» Task data:
□ □ □
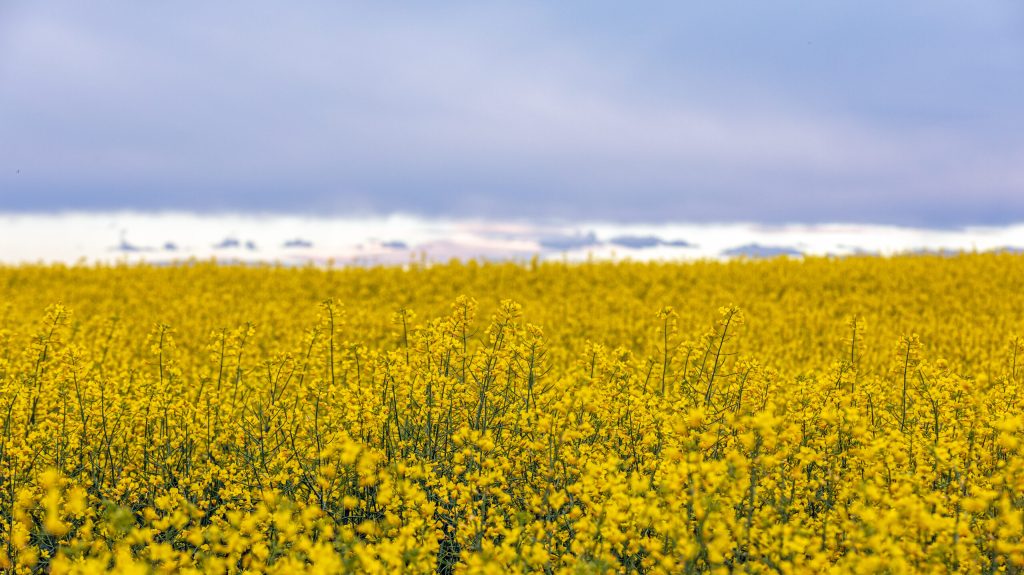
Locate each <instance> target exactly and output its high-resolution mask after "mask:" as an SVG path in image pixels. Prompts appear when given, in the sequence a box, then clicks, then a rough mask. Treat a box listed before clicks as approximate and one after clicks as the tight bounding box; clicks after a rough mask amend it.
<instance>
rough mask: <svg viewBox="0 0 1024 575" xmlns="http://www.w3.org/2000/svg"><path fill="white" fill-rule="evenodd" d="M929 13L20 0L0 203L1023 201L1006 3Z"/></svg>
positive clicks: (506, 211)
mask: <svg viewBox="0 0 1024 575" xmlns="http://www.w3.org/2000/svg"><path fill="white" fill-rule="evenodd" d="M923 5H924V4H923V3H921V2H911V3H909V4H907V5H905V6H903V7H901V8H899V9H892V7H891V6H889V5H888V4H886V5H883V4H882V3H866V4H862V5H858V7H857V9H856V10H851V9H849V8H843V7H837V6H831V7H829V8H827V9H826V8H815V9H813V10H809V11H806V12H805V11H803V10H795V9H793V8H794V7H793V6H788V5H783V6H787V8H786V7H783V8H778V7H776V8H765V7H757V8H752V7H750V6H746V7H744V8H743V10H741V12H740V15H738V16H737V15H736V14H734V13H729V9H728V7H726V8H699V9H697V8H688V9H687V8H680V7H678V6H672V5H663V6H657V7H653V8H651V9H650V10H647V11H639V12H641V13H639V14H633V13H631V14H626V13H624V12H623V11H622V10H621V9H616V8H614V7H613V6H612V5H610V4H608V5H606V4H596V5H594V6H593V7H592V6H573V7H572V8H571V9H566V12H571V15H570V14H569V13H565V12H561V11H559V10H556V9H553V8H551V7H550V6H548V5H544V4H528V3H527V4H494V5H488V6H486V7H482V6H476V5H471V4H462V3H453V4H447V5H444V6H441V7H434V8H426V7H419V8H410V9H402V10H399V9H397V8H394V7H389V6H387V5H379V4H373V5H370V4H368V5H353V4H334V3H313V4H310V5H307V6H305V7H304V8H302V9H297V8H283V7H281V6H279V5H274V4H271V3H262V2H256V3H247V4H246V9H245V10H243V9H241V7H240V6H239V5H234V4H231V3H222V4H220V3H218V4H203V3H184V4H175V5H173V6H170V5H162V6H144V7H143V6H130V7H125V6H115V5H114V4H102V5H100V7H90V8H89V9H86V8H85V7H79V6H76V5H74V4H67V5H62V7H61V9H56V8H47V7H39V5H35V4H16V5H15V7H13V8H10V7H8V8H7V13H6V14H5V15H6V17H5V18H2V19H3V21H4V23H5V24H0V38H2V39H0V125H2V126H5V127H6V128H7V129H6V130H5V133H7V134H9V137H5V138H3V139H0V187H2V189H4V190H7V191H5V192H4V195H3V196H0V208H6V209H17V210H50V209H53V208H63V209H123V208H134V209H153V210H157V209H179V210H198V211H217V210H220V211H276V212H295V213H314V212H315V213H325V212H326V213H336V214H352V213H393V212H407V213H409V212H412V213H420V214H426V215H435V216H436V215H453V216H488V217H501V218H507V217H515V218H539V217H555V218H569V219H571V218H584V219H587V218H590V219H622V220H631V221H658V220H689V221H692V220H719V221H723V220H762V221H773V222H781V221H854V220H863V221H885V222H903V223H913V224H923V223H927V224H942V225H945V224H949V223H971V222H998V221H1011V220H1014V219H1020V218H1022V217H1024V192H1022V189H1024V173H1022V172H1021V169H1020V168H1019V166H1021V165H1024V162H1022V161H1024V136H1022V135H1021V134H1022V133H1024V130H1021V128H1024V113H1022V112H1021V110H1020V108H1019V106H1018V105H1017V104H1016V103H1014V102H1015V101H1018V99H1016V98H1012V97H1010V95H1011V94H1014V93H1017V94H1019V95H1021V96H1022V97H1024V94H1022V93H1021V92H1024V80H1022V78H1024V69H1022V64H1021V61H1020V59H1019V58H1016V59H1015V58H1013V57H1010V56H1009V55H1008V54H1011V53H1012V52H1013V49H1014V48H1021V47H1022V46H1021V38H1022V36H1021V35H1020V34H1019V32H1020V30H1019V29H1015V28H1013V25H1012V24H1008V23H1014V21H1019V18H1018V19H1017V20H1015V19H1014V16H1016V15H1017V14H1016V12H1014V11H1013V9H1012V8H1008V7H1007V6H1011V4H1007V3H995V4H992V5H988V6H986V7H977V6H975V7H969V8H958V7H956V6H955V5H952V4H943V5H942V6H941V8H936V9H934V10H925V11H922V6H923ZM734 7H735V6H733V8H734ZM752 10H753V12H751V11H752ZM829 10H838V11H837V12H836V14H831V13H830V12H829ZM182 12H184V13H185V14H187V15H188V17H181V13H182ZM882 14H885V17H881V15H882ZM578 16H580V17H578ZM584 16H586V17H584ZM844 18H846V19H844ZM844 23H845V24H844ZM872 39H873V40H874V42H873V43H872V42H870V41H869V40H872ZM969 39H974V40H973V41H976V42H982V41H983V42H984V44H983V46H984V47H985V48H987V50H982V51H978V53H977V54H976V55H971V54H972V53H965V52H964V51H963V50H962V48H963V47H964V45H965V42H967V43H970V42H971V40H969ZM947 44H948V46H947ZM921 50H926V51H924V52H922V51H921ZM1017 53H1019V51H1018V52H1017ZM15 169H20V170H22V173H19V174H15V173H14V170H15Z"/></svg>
□ □ □
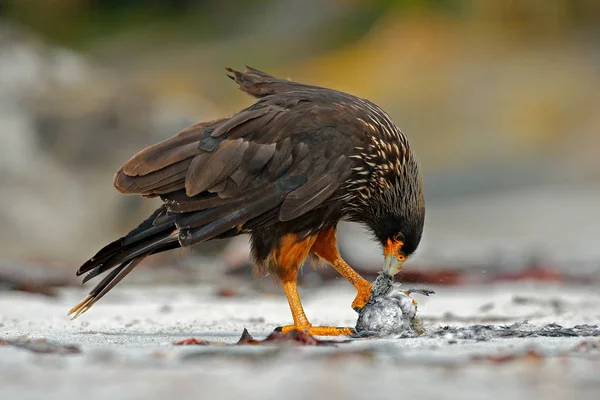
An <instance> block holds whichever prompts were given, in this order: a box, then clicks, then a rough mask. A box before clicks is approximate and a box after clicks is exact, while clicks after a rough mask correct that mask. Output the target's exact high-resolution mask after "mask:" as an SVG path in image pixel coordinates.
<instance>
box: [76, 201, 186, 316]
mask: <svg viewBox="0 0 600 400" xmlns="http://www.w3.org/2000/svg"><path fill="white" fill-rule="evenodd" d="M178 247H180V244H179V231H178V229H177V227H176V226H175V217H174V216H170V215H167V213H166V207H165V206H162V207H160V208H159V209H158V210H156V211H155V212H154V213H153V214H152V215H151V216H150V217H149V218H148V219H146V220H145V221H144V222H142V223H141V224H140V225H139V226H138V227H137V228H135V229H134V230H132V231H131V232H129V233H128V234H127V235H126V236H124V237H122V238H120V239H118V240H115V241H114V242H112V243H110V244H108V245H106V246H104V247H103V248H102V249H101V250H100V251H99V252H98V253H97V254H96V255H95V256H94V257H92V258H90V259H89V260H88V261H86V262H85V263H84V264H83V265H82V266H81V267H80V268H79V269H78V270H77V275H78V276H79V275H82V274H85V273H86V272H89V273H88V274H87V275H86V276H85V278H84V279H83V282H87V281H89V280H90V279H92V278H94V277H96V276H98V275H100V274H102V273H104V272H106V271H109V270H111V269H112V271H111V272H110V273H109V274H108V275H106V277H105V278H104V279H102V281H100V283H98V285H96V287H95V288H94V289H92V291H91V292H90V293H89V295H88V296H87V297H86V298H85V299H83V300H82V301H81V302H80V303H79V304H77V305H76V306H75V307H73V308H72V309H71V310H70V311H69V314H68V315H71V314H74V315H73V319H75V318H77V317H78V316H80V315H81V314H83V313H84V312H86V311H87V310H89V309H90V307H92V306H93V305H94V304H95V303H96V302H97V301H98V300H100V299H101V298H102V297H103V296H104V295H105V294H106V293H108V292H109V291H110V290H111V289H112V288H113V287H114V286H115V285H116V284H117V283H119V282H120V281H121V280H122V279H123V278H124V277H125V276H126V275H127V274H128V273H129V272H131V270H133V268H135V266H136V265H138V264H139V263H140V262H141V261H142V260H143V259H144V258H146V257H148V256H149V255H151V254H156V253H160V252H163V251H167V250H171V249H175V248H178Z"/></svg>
□ □ □
» Assignment:
Copy the rows from the one containing "An <instance> block" down to the one containing "box: [76, 201, 186, 316]", swapping "approximate" for "loose" and leaving everything else unchanged.

» Exercise solution:
An <instance> block holds whichever prompts were given, in this order: a box, then clicks, then a rough mask. A box before clicks is loose and a box after clicks is exact, while clicks after a rough mask correct that mask. Output the target's exact high-resolution mask after "mask:" as an SVG path in image pixel coordinates.
<instance>
box: [76, 201, 186, 316]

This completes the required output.